Task details: Reproduce each of the items below, substituting "snug bounding rectangle" for every occurrence of "tight rectangular box" and leaving all other text untouched.

******************************

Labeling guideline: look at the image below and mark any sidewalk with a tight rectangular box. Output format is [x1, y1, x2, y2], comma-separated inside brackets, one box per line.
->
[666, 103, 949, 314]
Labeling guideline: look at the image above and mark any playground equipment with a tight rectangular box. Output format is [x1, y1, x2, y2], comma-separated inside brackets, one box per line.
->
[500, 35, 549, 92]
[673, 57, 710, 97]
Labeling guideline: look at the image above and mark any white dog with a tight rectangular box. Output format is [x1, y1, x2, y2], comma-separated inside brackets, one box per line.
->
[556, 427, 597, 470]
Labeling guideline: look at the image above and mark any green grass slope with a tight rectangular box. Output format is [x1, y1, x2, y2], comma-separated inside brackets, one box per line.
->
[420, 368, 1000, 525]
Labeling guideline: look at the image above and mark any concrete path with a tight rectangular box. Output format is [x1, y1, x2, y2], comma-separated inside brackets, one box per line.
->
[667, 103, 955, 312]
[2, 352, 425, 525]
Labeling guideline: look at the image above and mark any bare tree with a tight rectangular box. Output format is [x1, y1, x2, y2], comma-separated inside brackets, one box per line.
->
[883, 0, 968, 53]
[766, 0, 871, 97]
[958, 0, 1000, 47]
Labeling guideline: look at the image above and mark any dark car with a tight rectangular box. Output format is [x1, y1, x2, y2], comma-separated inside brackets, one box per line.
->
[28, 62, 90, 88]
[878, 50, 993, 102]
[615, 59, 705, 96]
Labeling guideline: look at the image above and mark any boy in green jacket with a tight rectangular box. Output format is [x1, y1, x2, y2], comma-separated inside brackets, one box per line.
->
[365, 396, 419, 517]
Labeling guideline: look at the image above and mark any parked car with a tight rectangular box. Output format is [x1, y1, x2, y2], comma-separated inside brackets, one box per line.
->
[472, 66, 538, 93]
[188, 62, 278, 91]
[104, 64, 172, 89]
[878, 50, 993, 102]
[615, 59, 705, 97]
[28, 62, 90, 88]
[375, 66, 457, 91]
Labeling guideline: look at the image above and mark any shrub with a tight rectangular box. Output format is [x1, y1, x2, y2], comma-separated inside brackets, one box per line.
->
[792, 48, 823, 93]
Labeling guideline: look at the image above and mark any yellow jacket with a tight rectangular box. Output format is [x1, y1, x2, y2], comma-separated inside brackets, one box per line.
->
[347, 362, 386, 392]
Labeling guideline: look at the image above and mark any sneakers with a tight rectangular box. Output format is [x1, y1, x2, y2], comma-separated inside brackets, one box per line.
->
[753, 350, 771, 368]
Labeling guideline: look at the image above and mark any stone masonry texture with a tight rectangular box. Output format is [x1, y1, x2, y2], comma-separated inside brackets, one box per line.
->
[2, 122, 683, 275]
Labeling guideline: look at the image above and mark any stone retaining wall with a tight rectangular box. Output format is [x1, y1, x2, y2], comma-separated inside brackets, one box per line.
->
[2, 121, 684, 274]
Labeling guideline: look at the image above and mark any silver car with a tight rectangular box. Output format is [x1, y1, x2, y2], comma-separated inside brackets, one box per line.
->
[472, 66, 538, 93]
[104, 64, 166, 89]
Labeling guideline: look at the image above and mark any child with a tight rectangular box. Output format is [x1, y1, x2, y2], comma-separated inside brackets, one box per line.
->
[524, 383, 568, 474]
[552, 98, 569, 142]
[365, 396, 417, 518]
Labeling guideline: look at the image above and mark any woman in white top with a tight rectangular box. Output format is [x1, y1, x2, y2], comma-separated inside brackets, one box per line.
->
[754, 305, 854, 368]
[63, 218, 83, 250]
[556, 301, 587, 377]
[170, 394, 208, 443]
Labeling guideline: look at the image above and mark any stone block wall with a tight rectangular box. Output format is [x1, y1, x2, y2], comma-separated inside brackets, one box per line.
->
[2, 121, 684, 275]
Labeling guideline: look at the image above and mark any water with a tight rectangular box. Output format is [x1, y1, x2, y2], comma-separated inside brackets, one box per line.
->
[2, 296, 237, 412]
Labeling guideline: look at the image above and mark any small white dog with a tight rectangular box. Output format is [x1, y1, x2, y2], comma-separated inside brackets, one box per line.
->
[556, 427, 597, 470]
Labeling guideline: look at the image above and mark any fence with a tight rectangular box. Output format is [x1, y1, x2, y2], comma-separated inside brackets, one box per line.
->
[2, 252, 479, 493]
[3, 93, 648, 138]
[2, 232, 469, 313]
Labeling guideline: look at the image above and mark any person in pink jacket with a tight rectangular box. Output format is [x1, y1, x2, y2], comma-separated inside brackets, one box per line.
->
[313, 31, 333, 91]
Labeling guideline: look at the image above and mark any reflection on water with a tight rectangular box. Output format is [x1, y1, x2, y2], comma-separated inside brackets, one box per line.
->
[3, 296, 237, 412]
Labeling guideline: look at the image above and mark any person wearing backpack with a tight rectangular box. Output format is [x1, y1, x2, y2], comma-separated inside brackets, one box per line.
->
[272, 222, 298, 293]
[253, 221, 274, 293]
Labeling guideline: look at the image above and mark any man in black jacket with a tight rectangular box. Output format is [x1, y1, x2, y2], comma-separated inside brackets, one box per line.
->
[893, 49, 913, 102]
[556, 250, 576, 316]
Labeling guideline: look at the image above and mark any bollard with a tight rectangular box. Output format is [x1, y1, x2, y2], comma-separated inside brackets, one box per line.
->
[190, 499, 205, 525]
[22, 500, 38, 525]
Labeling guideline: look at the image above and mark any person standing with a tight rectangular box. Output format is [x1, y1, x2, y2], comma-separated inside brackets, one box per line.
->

******************************

Final answer:
Labeling guideline: look at the image below and mark any sidewalk with a snug bounding rectangle. Output format is [x1, y1, x2, y2], comma-separated inside brackets, one box per line.
->
[666, 103, 949, 314]
Labeling guideline: look at the image above and mark any playground equipment with a snug bounding rectangle. Output format is [x1, y1, x2, y2], comma-separated inside brackets, one box per line.
->
[500, 35, 549, 92]
[673, 57, 710, 97]
Labeling guideline: look at the image above and mark any white dog with a snug bounding rectangle. Output format is [x1, y1, x2, y2], comma-separated inside brackets, one box per line.
->
[556, 427, 597, 470]
Labeling guideline: look at the image above and mark any green grass slope with a snug bounding rectangle. Output format is [x1, y1, x2, y2], comma-separated inside brackets, one box per line.
->
[420, 368, 1000, 525]
Labeling guideline: look at the image above and mark any concrete path with a snug bounding rectangle. Output format is [x1, y1, x2, y2], comma-separated inside brackets, one box per line.
->
[667, 103, 955, 312]
[2, 352, 425, 525]
Labeling guideline: look at the image above and mark any bare tree with a snug bounding rectangle. Output format is [x1, y1, x2, y2], comma-separated inside brackets, one box per line.
->
[883, 0, 968, 53]
[766, 0, 871, 97]
[958, 0, 1000, 47]
Labeling guideline: look at the image above and mark any dark car with a snug bounding rectangle. Output format is [x1, y1, x2, y2], comma-separated inside brackets, one box per line.
->
[28, 62, 90, 88]
[878, 50, 993, 102]
[615, 59, 705, 96]
Labeling guideline: look at the image above and mark any boy in green jacket with a snug bounding rectangle. Output format is [x1, y1, x2, y2], comma-separated inside brackets, one box per line.
->
[365, 396, 419, 517]
Labeling guideline: look at the image above and mark any parked car with a snug bounding rectangle. Output format is [x1, y1, x2, y2], comma-separated inside brackets, one box per line.
->
[472, 66, 538, 93]
[188, 62, 278, 91]
[104, 64, 172, 89]
[878, 50, 993, 102]
[615, 59, 705, 97]
[28, 62, 90, 88]
[375, 66, 457, 91]
Labeling guideline: look at the image above and mark any shrub with a snug bounding rectangle. Output format is [x1, y1, x2, y2], comma-separated inside brackets, one box per line.
->
[792, 48, 823, 93]
Labeling guideline: look at the image above and mark any yellow jacket with a snug bounding rectangle. Output format is [x1, y1, x2, y2], comma-separated inside brackets, one box per line.
->
[347, 362, 386, 392]
Labeling guideline: look at the image above and mark any sneakers with a snug bounding rectangle. Output format is [x1, y1, x2, y2], comma-separated inside brackets, one box per line.
->
[753, 350, 771, 368]
Labeling guideline: look at the image above and mark any stone masonry texture with a snug bounding rectangle. Output format is [x1, y1, x2, y2], comma-separated inside brackets, one box per line.
->
[2, 122, 683, 275]
Labeling guideline: look at the image above and mark any stone retaining wall with a snug bounding rectangle. Output format is [x1, y1, x2, y2], comma-separated inside brackets, one box per line.
->
[2, 121, 684, 274]
Labeling guideline: look at the image above and mark any silver car with a snug bounding rectangle. Output format is [x1, y1, x2, y2], comma-separated inside brackets, one box per line.
->
[472, 66, 538, 93]
[104, 64, 166, 89]
Labeling guideline: look at the image above and mark any child with a snug bounding rectangle. Output format is [x1, y1, x2, y2], comma-separated inside brackets, one box per line.
->
[524, 383, 568, 474]
[552, 98, 569, 142]
[365, 396, 417, 518]
Labeling guideline: look at the image above and mark any woman in white top with a snug bounding rectangle. Output format is [x1, y1, x2, y2], comma-separated inside brackets, one box per line.
->
[754, 305, 854, 368]
[63, 218, 83, 250]
[556, 301, 587, 377]
[170, 394, 208, 443]
Labeling guideline: look at the image above and mark any stone block wall with a snug bounding rectangle. Output format is [x1, y1, x2, y2], comma-separated inside brackets, one box per line.
->
[2, 121, 684, 275]
Labeling guideline: look at the image above and mark any water with a snug bounding rectangle. Output format is [x1, y1, x2, y2], comma-separated inside brackets, one box per line.
->
[2, 296, 237, 412]
Labeling guideline: look at the image above and mark any small white dog with a snug bounding rectangle. Output format is [x1, y1, x2, y2], comma-separated inside brackets, one box per line.
->
[556, 427, 597, 470]
Labeling guideline: look at the image above and mark any fence with a snug bounding rectangle. Output format is [x1, y1, x2, y2], comma-separated inside brackets, one box per line.
->
[2, 252, 479, 493]
[3, 93, 648, 138]
[2, 232, 469, 313]
Labeling guideline: look at the image above and mark any person in pink jacket with a snug bounding rectangle. Output format is [x1, y1, x2, y2], comma-separated inside brackets, one box per line.
->
[313, 31, 333, 91]
Labeling guideline: look at the image above and mark any reflection on water with a snug bounding rectangle. Output format is [x1, y1, x2, y2], comma-separated inside brackets, one box per line.
->
[3, 296, 237, 412]
Labeling guideline: look at the image above and mark any person wearing backpack with a snug bounding rectangle. Output format is [x1, y1, x2, y2], comma-separated inside brackets, one box per line.
->
[272, 222, 298, 293]
[253, 221, 274, 293]
Labeling guideline: look at the image above and mark any man in black jacket with a snug bounding rectangle. Output format is [x1, y1, x2, y2], comma-separated inside brackets, one box per line.
->
[893, 49, 913, 102]
[556, 250, 576, 316]
Labeling guideline: look at the image above and mark any bollard with a snug bounding rectangle. Output format is [x1, y1, x2, y2], comma-separated inside brackets, one box per line.
->
[190, 499, 205, 525]
[22, 500, 38, 525]
Labeling guideline: look at the image above and mark any person standing with a snug bounding rectangle. Output format is [x1, y1, x2, y2], comma-separated inside brackets, one box per line.
->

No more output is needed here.